Some records:
----
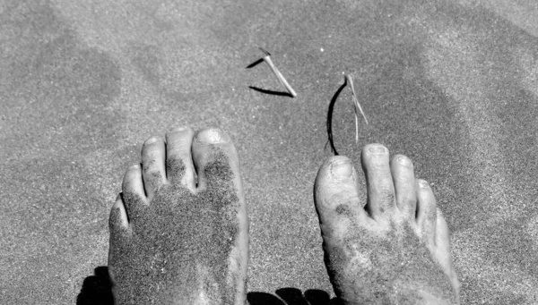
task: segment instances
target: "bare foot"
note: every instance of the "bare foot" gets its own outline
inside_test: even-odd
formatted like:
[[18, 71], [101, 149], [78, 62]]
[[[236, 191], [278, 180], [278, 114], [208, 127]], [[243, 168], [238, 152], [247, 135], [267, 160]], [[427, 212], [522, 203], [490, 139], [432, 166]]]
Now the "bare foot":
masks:
[[109, 229], [116, 304], [245, 304], [247, 206], [222, 131], [176, 128], [166, 142], [148, 139]]
[[412, 163], [380, 144], [361, 155], [368, 202], [349, 158], [334, 157], [315, 185], [325, 261], [343, 304], [457, 304], [447, 222]]

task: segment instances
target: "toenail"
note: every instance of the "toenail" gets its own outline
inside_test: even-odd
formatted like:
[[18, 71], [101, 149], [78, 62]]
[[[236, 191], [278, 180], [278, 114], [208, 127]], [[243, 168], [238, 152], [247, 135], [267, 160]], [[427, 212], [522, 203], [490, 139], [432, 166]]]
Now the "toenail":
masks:
[[187, 127], [185, 126], [178, 126], [170, 129], [169, 132], [181, 132], [187, 131]]
[[155, 143], [156, 141], [157, 141], [157, 138], [155, 138], [155, 137], [152, 137], [152, 138], [150, 138], [150, 139], [146, 140], [146, 141], [145, 141], [145, 142], [143, 142], [143, 145], [150, 145], [150, 144], [153, 144], [153, 143]]
[[204, 144], [218, 144], [230, 141], [230, 137], [221, 129], [212, 128], [198, 132], [196, 140]]
[[368, 150], [369, 150], [369, 152], [375, 155], [381, 155], [384, 154], [386, 151], [385, 148], [382, 146], [372, 146], [369, 148]]
[[402, 165], [405, 166], [405, 167], [411, 167], [412, 165], [412, 163], [411, 162], [411, 159], [408, 158], [405, 156], [400, 156], [397, 158], [398, 163], [401, 164]]
[[338, 160], [331, 164], [331, 177], [334, 180], [346, 179], [353, 176], [353, 165], [349, 159]]

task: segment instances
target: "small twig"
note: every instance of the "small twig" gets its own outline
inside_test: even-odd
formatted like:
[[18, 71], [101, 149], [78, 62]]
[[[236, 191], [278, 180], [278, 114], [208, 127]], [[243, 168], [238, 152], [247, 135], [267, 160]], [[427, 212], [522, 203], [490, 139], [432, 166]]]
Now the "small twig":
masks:
[[362, 107], [360, 106], [360, 104], [359, 104], [359, 99], [357, 98], [357, 94], [355, 94], [355, 87], [353, 87], [353, 79], [351, 78], [351, 75], [346, 74], [345, 81], [347, 83], [349, 83], [350, 87], [351, 88], [353, 104], [355, 105], [355, 143], [358, 143], [359, 142], [359, 111], [360, 112], [360, 114], [362, 114], [364, 121], [366, 121], [367, 125], [368, 125], [368, 119], [366, 118], [366, 115], [364, 115]]
[[258, 47], [265, 55], [262, 59], [265, 63], [267, 63], [267, 65], [269, 65], [269, 68], [271, 68], [271, 71], [273, 71], [274, 75], [276, 75], [276, 78], [278, 79], [278, 80], [282, 84], [282, 86], [284, 86], [286, 88], [286, 90], [288, 90], [288, 92], [291, 95], [292, 97], [297, 97], [297, 93], [295, 93], [295, 90], [293, 90], [293, 89], [291, 88], [291, 86], [290, 86], [290, 84], [288, 83], [286, 79], [284, 79], [282, 74], [278, 71], [278, 69], [276, 69], [276, 67], [274, 66], [274, 64], [273, 64], [273, 61], [271, 60], [271, 57], [270, 57], [271, 54], [269, 54], [269, 52], [267, 52], [267, 50], [265, 50], [265, 48], [263, 48], [261, 47]]

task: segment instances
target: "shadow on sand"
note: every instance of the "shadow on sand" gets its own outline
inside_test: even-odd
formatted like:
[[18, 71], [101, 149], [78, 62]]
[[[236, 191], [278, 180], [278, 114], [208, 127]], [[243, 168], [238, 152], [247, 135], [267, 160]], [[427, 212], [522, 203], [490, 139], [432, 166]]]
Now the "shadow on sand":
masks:
[[[95, 268], [94, 275], [84, 279], [81, 292], [76, 298], [76, 305], [114, 305], [110, 289], [108, 269], [106, 266]], [[297, 288], [281, 288], [274, 292], [248, 292], [247, 300], [250, 305], [335, 305], [329, 293], [309, 289], [304, 293]]]

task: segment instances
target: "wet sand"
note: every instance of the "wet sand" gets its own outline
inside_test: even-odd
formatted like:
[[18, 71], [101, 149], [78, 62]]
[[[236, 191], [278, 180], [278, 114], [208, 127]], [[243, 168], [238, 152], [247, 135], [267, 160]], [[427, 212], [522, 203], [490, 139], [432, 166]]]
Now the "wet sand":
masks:
[[[462, 303], [535, 304], [537, 21], [530, 0], [4, 2], [0, 300], [91, 303], [125, 170], [182, 124], [220, 126], [238, 148], [251, 305], [328, 301], [312, 188], [346, 73], [369, 124], [356, 145], [344, 89], [338, 151], [359, 162], [380, 142], [413, 160], [451, 230]], [[249, 88], [285, 91], [246, 69], [257, 47], [298, 97]]]

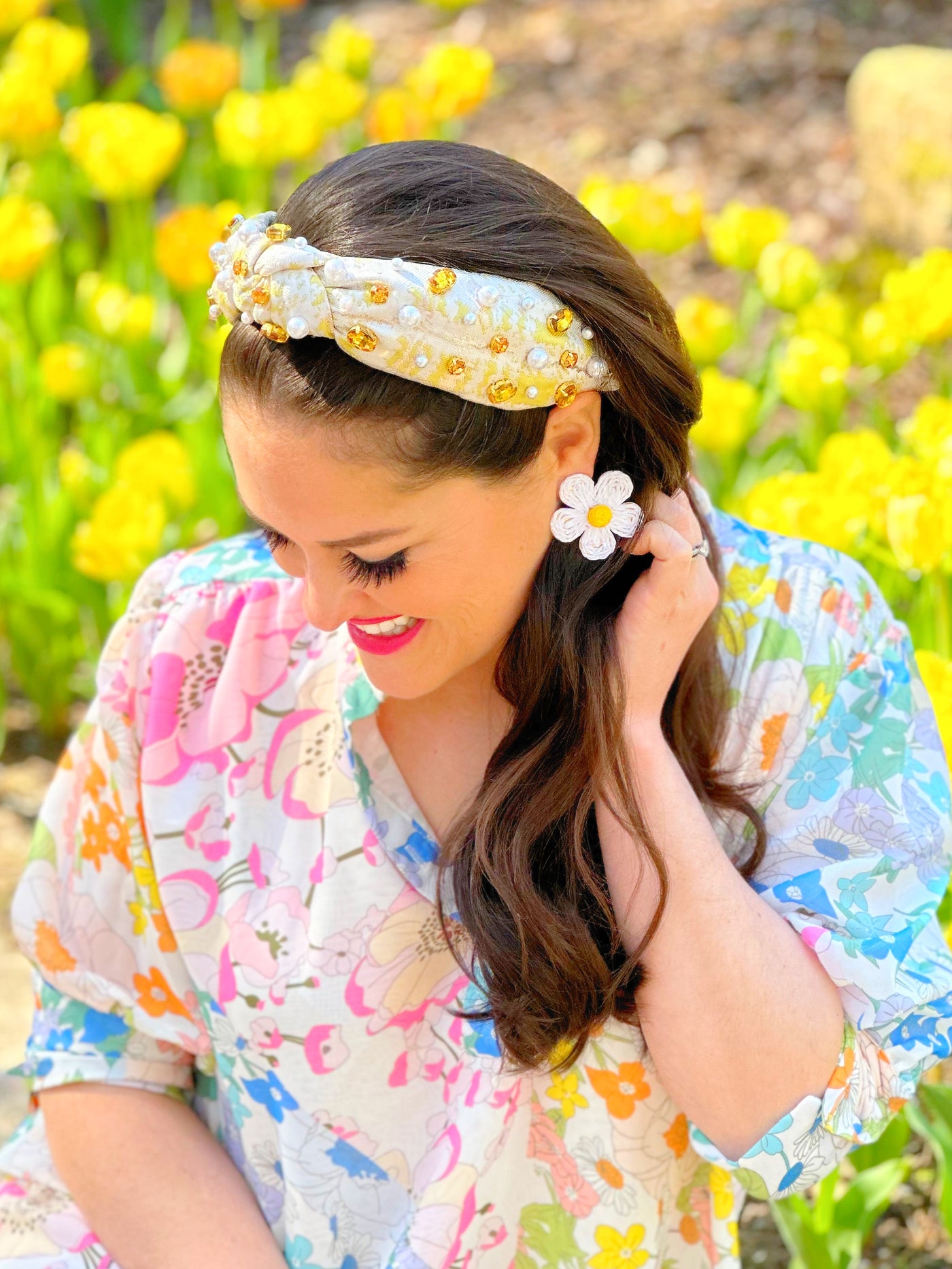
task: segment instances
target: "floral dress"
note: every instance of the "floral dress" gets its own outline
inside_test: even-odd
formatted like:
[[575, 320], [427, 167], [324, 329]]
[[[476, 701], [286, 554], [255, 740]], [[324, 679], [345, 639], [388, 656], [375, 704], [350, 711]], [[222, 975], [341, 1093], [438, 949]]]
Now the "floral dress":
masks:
----
- _YOUR INSTRUCTIONS_
Copy the data from its first line through the line containing "304], [447, 222]]", swapping "bare foot" for "naked foot" and keeping everything else the same. Omit the picture.

- _ANSWER TO THIS EXERCISE_
task: segment instances
target: "naked foot"
note: every instance of the "naked foot" gets its own outline
inside_test: even-odd
formatted like:
[[18, 71], [101, 149], [78, 62]]
[[[236, 191], [278, 180], [278, 114], [208, 127]], [[243, 168], [238, 152], [247, 135], [267, 160]], [[427, 212], [522, 203], [490, 139], [432, 166]]]
Now the "naked foot":
masks:
[[109, 229], [116, 304], [245, 304], [247, 206], [222, 131], [176, 128], [166, 142], [148, 139]]
[[412, 163], [380, 144], [361, 155], [368, 202], [349, 158], [334, 157], [315, 185], [325, 261], [343, 304], [457, 304], [447, 222]]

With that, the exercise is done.